Entries supplied:

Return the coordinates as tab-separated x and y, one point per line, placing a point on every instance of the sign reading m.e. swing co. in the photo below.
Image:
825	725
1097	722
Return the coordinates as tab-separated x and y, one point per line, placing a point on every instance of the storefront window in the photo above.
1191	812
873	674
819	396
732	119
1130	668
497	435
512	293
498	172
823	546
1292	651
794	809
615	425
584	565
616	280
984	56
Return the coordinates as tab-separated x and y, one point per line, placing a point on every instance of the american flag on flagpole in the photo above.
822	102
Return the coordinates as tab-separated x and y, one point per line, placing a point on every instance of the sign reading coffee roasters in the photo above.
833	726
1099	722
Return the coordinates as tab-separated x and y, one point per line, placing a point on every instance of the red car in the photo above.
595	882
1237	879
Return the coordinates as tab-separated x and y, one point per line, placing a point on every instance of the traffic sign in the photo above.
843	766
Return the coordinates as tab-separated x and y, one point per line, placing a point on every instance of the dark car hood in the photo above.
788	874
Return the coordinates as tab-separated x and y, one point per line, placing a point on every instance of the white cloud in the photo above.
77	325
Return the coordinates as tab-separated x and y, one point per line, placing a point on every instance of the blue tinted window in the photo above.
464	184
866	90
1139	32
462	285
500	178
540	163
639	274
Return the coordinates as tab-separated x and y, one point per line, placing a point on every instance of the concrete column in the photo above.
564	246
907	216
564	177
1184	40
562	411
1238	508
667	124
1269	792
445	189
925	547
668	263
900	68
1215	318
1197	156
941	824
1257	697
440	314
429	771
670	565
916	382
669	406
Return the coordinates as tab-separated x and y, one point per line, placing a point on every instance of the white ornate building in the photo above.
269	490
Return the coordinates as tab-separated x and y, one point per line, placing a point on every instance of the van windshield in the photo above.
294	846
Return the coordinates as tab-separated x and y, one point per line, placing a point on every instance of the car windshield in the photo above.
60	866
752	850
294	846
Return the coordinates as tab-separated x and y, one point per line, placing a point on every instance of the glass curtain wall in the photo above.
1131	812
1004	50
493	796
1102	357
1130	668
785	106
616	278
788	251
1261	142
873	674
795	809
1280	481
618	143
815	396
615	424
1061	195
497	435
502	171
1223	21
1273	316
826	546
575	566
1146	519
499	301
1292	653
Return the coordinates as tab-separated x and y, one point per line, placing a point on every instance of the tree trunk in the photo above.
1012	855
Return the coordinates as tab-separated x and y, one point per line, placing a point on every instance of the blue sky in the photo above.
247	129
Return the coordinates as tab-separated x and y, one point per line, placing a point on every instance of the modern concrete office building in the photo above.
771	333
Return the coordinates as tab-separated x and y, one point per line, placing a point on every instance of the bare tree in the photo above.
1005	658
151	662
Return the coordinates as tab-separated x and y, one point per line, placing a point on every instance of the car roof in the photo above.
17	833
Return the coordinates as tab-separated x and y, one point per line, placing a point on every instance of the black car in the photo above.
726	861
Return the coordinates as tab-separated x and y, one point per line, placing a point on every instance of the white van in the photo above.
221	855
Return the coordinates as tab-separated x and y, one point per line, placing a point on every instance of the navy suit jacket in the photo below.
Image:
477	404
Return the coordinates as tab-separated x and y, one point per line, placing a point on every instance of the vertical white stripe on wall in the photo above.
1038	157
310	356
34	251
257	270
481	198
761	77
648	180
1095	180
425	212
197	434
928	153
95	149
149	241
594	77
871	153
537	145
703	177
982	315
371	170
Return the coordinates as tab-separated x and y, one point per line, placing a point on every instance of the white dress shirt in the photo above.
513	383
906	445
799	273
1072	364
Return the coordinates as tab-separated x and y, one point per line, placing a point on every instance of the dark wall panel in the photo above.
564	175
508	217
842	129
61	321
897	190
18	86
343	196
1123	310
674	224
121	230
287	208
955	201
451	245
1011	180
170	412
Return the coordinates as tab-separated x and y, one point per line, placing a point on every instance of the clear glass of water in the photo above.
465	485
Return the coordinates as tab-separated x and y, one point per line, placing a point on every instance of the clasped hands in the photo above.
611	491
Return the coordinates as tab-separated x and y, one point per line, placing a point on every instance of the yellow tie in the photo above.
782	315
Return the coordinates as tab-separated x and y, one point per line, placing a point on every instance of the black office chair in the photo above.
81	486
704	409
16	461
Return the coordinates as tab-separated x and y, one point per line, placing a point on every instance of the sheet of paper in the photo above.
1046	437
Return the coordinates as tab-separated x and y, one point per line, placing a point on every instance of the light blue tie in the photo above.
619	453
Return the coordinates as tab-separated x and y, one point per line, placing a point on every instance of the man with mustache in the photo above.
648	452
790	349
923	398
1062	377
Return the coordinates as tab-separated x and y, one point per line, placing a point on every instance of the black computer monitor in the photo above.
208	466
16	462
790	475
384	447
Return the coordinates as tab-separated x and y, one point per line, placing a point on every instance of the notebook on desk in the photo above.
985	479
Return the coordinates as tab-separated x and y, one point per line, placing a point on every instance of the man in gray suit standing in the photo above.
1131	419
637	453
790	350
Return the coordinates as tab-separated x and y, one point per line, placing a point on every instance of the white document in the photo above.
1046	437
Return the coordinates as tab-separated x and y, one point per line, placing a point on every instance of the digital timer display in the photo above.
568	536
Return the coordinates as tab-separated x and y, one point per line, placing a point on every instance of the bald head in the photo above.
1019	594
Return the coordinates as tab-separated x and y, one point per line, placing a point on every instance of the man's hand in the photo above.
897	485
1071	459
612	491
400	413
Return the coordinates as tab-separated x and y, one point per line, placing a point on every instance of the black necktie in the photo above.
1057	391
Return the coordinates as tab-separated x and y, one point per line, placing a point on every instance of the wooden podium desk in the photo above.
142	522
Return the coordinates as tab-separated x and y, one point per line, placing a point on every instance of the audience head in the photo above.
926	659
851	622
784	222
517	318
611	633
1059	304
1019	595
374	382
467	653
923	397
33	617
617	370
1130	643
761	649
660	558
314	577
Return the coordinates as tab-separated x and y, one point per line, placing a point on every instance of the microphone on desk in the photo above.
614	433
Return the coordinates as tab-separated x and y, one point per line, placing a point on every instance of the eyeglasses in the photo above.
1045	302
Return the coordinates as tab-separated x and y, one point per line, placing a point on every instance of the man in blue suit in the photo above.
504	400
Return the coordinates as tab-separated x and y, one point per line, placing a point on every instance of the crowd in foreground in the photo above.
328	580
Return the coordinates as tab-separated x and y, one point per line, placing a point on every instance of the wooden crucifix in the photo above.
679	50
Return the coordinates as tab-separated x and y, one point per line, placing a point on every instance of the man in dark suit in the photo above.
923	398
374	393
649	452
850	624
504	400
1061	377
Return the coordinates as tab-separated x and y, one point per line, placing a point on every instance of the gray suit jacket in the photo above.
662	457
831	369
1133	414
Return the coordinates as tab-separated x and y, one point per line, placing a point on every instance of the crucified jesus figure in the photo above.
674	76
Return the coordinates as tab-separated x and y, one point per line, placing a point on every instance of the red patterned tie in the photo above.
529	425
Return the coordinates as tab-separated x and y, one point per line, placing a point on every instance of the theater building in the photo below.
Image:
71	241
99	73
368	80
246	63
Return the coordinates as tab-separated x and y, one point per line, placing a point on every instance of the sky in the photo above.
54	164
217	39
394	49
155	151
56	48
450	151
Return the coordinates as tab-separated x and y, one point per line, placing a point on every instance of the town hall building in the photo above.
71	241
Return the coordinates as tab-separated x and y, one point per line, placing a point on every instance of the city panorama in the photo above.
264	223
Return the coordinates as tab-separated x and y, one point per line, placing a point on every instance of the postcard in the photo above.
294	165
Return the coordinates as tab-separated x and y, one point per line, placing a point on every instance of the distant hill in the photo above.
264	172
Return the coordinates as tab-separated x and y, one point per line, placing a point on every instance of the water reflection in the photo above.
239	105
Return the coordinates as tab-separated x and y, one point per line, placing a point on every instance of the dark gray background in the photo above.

Stated exercise:
Copy exactly, and only, the lines from the one containing "the sky in the photo above." through the last line of the listing.

Exercise result:
Return the coordinates as tab-separated x and y, one point per line, placing a point on every instance of the sky in the photo above.
54	164
217	39
394	49
155	151
56	48
450	151
Return the coordinates as tab-separated x and y, one point per line, placing a point on every instance of the town hall building in the photo above.
71	241
Return the coordinates as tab-separated x and y, one point per line, placing a point on every instance of the city panorama in the photo above.
264	223
Return the coordinates as tab-separated x and y, one point per line, placing a point on every instance of the postcard in the photo above.
294	165
Return the coordinates as tab-separated x and y, one point per line, placing a point on every instance of the distant hill in the photo above.
264	172
Return the coordinates as tab-separated x and y, one point per line, placing a point on every instance of the water reflection in the photo above.
239	105
Return the coordinates as tab-separated x and y, one point per line, placing a point on every instance of the dark gray background in the photo above.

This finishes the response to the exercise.